## OBJETIVO
Identifique nos registros abaixo todas as linhas que contêm a palavra "gray" e copie cada uma delas por inteiro.

## Registros salvos
☆ ☆ ☆ ☆ ☆
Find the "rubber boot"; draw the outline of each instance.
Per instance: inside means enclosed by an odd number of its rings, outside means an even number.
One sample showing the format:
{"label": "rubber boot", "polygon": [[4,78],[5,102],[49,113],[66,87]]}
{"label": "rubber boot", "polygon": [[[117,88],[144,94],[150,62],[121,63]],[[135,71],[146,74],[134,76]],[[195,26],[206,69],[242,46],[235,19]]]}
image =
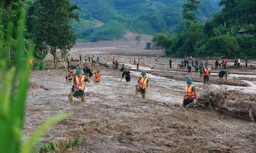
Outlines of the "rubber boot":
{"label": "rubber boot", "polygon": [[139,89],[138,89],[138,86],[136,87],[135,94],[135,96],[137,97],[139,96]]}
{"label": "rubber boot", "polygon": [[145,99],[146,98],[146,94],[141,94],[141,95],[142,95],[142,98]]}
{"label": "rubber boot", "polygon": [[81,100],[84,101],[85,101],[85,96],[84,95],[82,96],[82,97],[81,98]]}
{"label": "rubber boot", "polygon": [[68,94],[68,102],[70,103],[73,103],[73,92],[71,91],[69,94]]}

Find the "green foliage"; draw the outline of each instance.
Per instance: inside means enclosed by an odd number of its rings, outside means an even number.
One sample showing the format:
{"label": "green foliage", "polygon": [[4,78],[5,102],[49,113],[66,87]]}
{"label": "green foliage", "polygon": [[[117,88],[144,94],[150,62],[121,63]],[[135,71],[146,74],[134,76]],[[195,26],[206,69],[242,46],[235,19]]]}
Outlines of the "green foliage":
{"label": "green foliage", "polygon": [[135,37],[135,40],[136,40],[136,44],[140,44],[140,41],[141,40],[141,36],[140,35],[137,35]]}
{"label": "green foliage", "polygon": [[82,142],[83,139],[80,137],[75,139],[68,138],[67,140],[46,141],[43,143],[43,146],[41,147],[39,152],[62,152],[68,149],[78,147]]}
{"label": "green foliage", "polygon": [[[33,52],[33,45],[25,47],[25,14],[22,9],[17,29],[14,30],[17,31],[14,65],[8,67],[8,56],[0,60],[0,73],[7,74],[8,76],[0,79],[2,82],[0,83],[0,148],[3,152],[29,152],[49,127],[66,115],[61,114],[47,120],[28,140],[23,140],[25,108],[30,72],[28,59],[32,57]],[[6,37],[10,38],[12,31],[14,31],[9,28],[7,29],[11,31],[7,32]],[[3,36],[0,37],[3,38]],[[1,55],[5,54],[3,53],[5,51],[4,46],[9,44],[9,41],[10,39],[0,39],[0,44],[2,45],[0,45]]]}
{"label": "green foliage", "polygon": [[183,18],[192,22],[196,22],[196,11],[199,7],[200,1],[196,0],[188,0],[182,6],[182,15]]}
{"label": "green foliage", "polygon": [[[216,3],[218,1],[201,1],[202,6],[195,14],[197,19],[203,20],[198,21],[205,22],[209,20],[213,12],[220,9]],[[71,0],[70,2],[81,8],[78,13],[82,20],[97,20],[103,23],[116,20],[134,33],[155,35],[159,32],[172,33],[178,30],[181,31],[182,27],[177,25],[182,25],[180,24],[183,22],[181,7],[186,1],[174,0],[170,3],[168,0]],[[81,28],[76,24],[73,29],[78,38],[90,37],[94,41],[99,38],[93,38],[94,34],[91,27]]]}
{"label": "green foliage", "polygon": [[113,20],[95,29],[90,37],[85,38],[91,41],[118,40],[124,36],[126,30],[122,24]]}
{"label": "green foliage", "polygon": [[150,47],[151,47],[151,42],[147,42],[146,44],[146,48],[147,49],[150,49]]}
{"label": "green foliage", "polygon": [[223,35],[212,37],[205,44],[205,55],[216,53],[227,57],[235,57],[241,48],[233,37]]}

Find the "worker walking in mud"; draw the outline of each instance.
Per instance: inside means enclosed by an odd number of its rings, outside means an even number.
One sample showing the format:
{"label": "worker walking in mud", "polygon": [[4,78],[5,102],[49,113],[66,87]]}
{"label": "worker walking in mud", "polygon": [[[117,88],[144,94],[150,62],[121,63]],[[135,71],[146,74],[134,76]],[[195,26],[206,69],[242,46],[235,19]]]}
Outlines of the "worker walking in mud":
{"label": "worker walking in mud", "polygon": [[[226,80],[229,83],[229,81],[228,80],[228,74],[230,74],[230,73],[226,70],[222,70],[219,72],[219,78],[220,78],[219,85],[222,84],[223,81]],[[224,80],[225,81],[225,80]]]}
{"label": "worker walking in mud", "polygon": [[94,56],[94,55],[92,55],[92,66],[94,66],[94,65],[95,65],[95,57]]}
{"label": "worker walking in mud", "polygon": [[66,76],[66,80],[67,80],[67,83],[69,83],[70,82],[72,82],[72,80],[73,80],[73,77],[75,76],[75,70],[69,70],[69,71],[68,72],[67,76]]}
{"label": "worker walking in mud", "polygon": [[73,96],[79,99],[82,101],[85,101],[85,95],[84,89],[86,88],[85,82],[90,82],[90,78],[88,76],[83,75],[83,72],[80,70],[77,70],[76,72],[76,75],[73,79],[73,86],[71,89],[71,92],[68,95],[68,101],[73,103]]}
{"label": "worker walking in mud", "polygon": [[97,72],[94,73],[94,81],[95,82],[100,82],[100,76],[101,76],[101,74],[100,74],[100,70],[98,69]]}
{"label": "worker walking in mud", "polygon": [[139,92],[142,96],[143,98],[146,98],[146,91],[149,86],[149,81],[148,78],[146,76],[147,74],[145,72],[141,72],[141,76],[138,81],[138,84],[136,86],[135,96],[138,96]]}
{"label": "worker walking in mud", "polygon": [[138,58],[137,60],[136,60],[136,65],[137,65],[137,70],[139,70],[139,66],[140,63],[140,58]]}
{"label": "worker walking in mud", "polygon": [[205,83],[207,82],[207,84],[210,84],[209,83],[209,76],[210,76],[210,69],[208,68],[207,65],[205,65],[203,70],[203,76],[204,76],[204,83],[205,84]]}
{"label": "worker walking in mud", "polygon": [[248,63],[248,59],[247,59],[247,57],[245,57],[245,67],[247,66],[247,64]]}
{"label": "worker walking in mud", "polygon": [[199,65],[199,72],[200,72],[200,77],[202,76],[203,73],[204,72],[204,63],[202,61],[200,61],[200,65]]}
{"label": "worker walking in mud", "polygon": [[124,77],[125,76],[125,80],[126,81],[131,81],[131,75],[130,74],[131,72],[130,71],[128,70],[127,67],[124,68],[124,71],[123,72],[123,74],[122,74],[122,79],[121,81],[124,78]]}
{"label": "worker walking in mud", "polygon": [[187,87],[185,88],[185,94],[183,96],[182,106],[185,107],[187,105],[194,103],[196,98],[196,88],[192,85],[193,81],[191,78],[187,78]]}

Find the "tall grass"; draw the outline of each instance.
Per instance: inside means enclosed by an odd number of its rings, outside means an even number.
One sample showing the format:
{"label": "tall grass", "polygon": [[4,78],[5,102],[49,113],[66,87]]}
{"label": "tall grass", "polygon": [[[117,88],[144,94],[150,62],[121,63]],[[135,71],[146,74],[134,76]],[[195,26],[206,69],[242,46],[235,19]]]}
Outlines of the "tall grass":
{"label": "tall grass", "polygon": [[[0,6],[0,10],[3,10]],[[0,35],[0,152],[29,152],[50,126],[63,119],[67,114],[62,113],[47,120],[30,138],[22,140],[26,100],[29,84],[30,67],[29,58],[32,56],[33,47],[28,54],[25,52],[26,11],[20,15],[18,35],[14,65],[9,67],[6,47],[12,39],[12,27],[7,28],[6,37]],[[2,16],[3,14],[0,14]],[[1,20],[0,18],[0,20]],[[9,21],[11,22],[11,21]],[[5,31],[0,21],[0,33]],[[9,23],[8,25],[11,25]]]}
☆ ☆ ☆ ☆ ☆
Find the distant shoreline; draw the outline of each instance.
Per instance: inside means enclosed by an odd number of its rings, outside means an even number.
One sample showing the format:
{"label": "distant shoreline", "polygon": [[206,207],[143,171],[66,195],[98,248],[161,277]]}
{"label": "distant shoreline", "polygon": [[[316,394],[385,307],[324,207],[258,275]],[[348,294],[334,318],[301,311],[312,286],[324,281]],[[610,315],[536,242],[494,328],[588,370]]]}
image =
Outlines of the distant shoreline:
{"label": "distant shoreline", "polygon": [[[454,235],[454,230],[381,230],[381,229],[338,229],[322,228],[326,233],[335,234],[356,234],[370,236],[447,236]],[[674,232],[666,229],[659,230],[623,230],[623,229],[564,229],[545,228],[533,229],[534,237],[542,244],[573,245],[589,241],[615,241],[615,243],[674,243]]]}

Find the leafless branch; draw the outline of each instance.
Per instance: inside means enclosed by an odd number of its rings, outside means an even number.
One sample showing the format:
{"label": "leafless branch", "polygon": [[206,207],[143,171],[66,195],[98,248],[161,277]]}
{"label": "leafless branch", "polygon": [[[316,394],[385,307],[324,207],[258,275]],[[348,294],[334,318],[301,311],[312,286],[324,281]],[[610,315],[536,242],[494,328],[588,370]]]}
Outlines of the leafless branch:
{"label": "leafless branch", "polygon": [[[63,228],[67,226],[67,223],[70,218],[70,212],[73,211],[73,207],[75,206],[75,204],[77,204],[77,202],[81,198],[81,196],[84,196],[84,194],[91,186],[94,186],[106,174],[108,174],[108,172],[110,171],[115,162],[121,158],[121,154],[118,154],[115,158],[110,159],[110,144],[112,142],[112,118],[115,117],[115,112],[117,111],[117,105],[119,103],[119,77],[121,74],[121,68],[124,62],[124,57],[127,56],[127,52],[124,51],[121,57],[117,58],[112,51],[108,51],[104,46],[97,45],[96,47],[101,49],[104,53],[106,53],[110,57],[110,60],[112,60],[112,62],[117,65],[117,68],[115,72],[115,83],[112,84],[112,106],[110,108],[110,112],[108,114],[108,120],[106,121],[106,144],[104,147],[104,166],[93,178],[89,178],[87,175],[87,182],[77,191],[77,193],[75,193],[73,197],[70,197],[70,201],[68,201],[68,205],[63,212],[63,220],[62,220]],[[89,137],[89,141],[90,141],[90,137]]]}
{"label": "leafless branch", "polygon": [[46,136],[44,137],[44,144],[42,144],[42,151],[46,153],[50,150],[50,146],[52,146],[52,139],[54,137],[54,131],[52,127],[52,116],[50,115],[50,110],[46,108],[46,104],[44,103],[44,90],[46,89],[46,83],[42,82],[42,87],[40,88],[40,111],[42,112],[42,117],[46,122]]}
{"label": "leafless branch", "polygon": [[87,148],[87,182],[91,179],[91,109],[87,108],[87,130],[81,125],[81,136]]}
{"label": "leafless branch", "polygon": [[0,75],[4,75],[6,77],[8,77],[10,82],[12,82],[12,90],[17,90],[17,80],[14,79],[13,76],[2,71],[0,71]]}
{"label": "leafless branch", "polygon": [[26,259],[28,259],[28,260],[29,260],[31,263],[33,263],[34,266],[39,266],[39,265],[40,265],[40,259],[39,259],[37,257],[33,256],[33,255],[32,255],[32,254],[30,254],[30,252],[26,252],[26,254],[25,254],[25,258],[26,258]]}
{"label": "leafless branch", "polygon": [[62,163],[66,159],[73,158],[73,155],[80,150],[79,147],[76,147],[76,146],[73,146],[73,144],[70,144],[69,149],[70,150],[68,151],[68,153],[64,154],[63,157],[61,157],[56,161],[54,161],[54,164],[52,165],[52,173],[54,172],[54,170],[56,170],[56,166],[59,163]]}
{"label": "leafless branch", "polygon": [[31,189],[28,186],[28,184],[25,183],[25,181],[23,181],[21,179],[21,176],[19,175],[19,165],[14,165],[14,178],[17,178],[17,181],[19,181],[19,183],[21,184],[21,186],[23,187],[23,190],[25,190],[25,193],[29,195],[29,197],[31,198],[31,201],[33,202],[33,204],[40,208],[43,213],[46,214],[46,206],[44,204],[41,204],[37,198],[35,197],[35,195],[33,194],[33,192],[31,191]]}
☆ ☆ ☆ ☆ ☆
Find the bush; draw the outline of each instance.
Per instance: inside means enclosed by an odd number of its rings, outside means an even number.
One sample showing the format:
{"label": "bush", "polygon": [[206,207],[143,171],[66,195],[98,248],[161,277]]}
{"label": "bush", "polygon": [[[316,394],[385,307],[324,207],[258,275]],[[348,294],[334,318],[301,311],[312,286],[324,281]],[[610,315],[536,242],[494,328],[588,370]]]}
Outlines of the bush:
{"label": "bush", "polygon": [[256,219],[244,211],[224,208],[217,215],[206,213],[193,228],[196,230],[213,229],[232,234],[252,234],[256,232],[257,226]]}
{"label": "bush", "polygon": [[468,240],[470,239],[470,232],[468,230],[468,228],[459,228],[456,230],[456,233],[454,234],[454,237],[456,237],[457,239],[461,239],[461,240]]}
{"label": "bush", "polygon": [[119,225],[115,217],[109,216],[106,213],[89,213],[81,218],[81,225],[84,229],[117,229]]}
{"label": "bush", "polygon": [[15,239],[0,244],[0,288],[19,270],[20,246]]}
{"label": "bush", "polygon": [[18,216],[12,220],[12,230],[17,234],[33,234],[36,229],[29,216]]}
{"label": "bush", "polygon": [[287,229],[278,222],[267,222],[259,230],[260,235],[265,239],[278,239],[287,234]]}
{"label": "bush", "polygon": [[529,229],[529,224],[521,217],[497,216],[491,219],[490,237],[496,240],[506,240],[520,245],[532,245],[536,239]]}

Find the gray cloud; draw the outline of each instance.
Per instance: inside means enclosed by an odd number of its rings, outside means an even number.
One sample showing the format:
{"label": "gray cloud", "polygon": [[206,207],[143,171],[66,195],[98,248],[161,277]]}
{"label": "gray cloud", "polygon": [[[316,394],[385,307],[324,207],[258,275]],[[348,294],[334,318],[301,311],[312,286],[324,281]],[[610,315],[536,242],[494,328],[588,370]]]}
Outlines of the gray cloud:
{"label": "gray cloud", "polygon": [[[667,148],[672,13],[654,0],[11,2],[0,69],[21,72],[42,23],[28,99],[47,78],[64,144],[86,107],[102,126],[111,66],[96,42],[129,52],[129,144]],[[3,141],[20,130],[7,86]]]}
☆ ☆ ☆ ☆ ☆
## RESULTADO ESPERADO
Find the gray cloud; draw the outline of each instance.
{"label": "gray cloud", "polygon": [[206,207],[143,171],[66,195],[98,248],[161,277]]}
{"label": "gray cloud", "polygon": [[[316,394],[385,307],[324,207],[258,275]],[[348,294],[334,318],[301,311],[312,286],[324,281]],[[610,315],[536,242],[494,328],[588,370]]]}
Outlines of the gray cloud:
{"label": "gray cloud", "polygon": [[[667,148],[672,13],[654,0],[11,2],[0,69],[21,72],[42,23],[28,99],[47,78],[64,144],[86,107],[102,126],[111,66],[96,42],[129,52],[129,144]],[[3,141],[20,130],[7,86]]]}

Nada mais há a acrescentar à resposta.